> _DIRECTIONS_:
Copied exactly and without pictures, the lines from the beginning of the entries through the one that holds "x=129, y=61" should form the entire reply.

☆ ☆ ☆ ☆ ☆

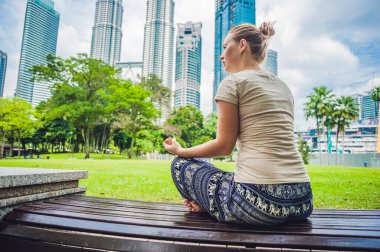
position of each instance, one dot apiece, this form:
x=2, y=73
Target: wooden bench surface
x=75, y=223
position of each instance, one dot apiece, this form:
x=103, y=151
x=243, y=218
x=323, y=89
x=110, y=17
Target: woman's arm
x=226, y=136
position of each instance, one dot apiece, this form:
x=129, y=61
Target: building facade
x=270, y=62
x=228, y=13
x=3, y=70
x=39, y=40
x=107, y=31
x=188, y=65
x=368, y=110
x=159, y=45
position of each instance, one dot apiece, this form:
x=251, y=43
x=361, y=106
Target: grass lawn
x=113, y=176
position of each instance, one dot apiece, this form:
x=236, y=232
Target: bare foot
x=193, y=207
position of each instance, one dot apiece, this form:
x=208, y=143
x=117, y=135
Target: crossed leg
x=193, y=207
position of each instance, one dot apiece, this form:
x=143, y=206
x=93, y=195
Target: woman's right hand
x=172, y=146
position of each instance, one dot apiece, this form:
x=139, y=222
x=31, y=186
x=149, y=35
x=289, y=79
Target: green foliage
x=304, y=150
x=150, y=180
x=189, y=121
x=77, y=93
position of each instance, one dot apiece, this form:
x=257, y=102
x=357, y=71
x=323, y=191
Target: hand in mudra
x=172, y=146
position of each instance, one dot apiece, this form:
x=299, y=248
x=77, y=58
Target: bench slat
x=96, y=241
x=217, y=237
x=185, y=219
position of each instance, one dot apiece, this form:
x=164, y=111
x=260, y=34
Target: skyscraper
x=368, y=110
x=39, y=40
x=228, y=13
x=106, y=32
x=270, y=62
x=159, y=43
x=188, y=65
x=159, y=40
x=3, y=69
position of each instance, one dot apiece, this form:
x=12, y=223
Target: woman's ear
x=243, y=45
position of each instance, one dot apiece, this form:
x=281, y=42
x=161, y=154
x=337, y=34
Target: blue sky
x=319, y=42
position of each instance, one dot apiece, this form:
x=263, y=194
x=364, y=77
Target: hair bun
x=267, y=29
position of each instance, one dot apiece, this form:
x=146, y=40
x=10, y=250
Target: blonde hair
x=257, y=38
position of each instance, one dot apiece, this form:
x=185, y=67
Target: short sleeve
x=227, y=91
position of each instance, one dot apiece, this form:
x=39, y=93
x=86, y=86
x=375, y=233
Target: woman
x=270, y=184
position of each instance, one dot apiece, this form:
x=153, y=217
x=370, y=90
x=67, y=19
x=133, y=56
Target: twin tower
x=158, y=48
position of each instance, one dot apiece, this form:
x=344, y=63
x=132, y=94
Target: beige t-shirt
x=267, y=153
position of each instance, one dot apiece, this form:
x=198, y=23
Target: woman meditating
x=270, y=184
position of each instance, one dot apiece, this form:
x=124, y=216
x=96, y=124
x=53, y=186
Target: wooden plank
x=330, y=228
x=246, y=239
x=93, y=241
x=180, y=207
x=184, y=221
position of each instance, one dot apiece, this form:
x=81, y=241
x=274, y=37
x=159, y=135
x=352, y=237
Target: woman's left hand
x=172, y=146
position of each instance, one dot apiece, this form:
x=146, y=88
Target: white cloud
x=315, y=40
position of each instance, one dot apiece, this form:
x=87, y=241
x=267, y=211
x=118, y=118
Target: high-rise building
x=270, y=62
x=3, y=69
x=39, y=40
x=228, y=13
x=159, y=43
x=368, y=110
x=106, y=32
x=188, y=65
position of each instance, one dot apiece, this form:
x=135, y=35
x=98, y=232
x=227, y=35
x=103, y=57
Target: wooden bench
x=80, y=223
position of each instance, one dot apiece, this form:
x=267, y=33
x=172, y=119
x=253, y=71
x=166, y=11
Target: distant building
x=3, y=70
x=159, y=44
x=107, y=31
x=270, y=62
x=358, y=138
x=188, y=65
x=39, y=40
x=368, y=110
x=228, y=13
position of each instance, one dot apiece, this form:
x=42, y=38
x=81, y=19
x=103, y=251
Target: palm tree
x=318, y=105
x=346, y=111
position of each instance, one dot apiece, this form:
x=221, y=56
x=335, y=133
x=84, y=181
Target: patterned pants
x=229, y=201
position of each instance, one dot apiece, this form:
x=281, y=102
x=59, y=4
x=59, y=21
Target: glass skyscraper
x=270, y=62
x=159, y=40
x=188, y=65
x=3, y=69
x=159, y=44
x=368, y=111
x=39, y=40
x=228, y=13
x=106, y=32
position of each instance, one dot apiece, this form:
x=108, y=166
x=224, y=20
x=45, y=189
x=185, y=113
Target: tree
x=190, y=122
x=376, y=98
x=79, y=84
x=5, y=118
x=346, y=111
x=304, y=150
x=133, y=109
x=317, y=105
x=121, y=139
x=21, y=121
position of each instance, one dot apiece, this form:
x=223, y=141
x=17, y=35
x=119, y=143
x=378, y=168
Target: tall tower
x=106, y=32
x=159, y=44
x=39, y=39
x=3, y=69
x=188, y=65
x=228, y=13
x=159, y=40
x=270, y=62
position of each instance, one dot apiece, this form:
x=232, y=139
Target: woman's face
x=230, y=56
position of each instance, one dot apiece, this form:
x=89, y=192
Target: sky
x=319, y=42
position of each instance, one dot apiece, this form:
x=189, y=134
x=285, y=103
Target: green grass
x=114, y=176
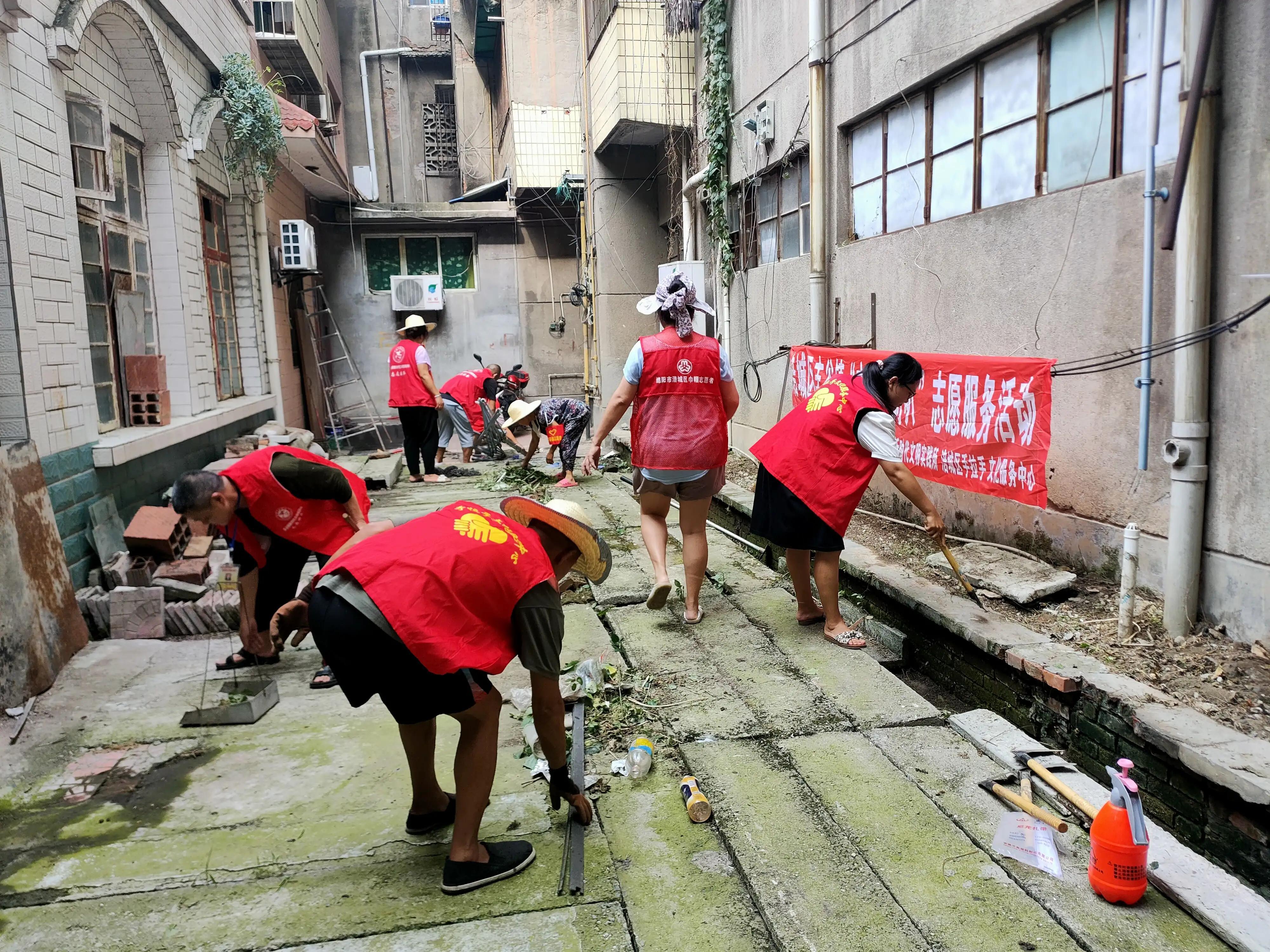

☆ ☆ ☆ ☆ ☆

> _SOLUTION FOR THIS EXERCISE_:
position of each instance, one dot apiece, this form:
x=2, y=73
Target: wooden bench surface
x=75, y=223
position of each instance, one dot apiece, this form:
x=103, y=151
x=243, y=218
x=323, y=89
x=110, y=17
Target: woman's arm
x=226, y=136
position of each instance, one dot apiece, this form:
x=129, y=61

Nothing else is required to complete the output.